_Required action_: Every entry below should come back unchanged, except that the pictures are dropped.

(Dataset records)
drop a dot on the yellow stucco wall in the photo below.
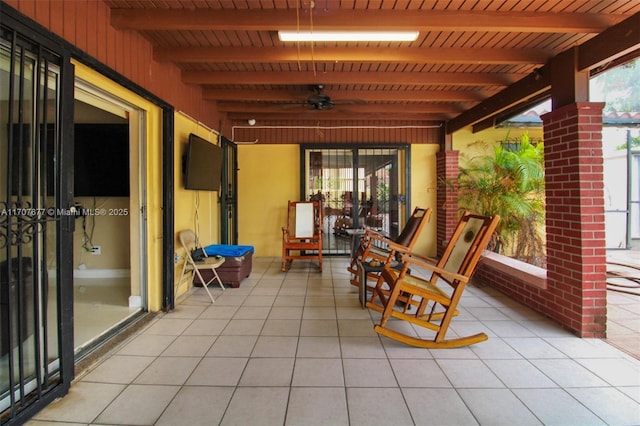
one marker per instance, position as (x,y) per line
(153,177)
(473,144)
(423,193)
(268,178)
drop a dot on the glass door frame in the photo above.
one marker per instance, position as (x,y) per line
(403,199)
(26,397)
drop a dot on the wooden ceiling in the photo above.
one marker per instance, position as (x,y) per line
(467,52)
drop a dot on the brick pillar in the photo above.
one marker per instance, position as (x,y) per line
(446,198)
(576,254)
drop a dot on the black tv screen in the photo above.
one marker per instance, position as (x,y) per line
(101,160)
(203,165)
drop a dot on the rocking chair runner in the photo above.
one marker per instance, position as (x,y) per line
(374,246)
(303,233)
(455,268)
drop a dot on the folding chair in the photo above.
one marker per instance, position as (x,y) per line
(455,268)
(303,233)
(189,241)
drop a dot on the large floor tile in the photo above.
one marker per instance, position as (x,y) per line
(197,406)
(265,406)
(317,406)
(437,407)
(84,402)
(362,412)
(138,405)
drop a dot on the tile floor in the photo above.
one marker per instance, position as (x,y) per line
(296,349)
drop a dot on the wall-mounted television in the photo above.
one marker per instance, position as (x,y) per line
(101,160)
(203,165)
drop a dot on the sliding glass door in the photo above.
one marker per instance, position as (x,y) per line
(36,352)
(359,187)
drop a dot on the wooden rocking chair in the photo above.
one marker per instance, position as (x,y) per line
(435,306)
(373,249)
(302,236)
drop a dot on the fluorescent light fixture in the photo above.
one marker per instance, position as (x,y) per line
(348,35)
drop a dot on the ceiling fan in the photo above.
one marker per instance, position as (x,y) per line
(319,100)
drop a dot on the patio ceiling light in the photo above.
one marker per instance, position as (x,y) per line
(348,35)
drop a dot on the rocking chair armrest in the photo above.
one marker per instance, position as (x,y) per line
(428,264)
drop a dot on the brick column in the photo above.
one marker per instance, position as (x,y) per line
(576,254)
(446,198)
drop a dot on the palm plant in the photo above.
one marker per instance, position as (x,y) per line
(509,183)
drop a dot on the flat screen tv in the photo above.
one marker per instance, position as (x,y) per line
(101,160)
(203,165)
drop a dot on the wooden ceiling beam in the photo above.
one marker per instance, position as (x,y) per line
(293,108)
(341,19)
(611,44)
(258,95)
(333,115)
(528,87)
(390,78)
(350,54)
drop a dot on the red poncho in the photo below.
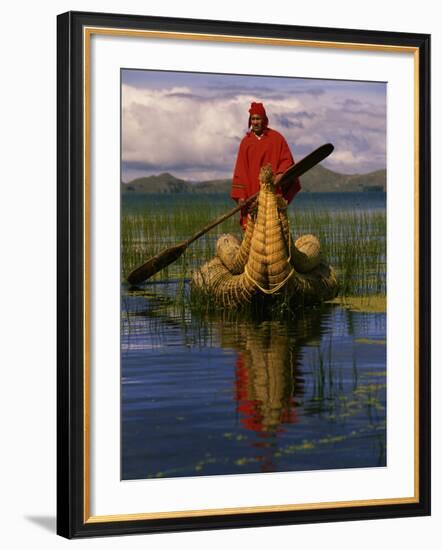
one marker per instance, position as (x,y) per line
(270,148)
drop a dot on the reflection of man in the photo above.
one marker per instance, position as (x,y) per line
(260,146)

_Answer for the task_:
drop a dot on the yellow stucco wall in the photo below.
one marker per instance, position as (x,y) per line
(153,177)
(473,144)
(423,193)
(268,178)
drop a dot on the glass door frame in the photo above.
one marker per instance, position as (x,y) per line
(403,199)
(26,397)
drop a dot on the wooden ceiling in the photo above.
one marker per instance, position as (x,y) per line
(467,52)
drop a dot on the brick pillar in the photo above.
one marker per instance, position as (x,y) per line
(446,198)
(576,254)
drop a dot on the black tv screen in the photo above.
one marker per instance, position as (x,y) per line
(101,160)
(203,165)
drop a dot on the rocking chair runner in the photo above.
one marker per instance, position as (x,y) per line
(374,246)
(303,233)
(455,268)
drop a dot on the folding chair in the photo above.
one marker per instance, position as (x,y) per line
(455,268)
(303,233)
(189,241)
drop a dot on the large floor tile in the photo above.
one marker per instance, position as (x,y) per line
(197,406)
(265,406)
(317,406)
(437,407)
(84,402)
(362,412)
(138,405)
drop a dot on the tile floor in the photo above.
one marker per instance, position as (x,y) per line
(296,349)
drop a dot on the wall-mounted television in the photo above.
one marker per instance, position as (x,y) per line
(101,160)
(203,165)
drop a dot on the sliding glass door in the photo above.
one marker per instance, position as (x,y) per line
(36,352)
(359,187)
drop a dot on the wooden rocking chair in the photo above.
one marker per instance, position as (x,y) per line
(435,306)
(373,249)
(302,236)
drop a dot on the fluorescent light fixture in the photo above.
one marker per instance, position as (x,y) per line
(348,35)
drop a dot on the ceiling fan in the photo above.
one marker per instance, position as (x,y) per line
(319,100)
drop a dot on the patio ceiling light in the photo above.
one marker per instance, position as (x,y) per line
(348,35)
drop a dot on the rocking chair armrest in the photo above.
one marker per instance, position as (x,y) per line
(428,264)
drop a dot on the brick column in the photo above.
one marker per instance, position as (x,y) per line
(576,254)
(446,198)
drop a dot on the palm plant in the photo above.
one marker per instance, position as (x,y) per line
(509,183)
drop a dot on the flat screen tv in the photo above.
one marker per instance, position as (x,y) per line
(101,160)
(203,165)
drop a dot on the wooden ceiling beam in the photo above.
one marker per instance, position as (x,y) per line
(293,108)
(341,19)
(611,44)
(258,95)
(333,115)
(528,87)
(390,78)
(350,54)
drop a dot on the red poncho in the photo below.
one marker per instance, position as (x,y) per line
(270,148)
drop a dot on the reflection of man in the photo above.
one marker per instance, position as (x,y) per line
(260,146)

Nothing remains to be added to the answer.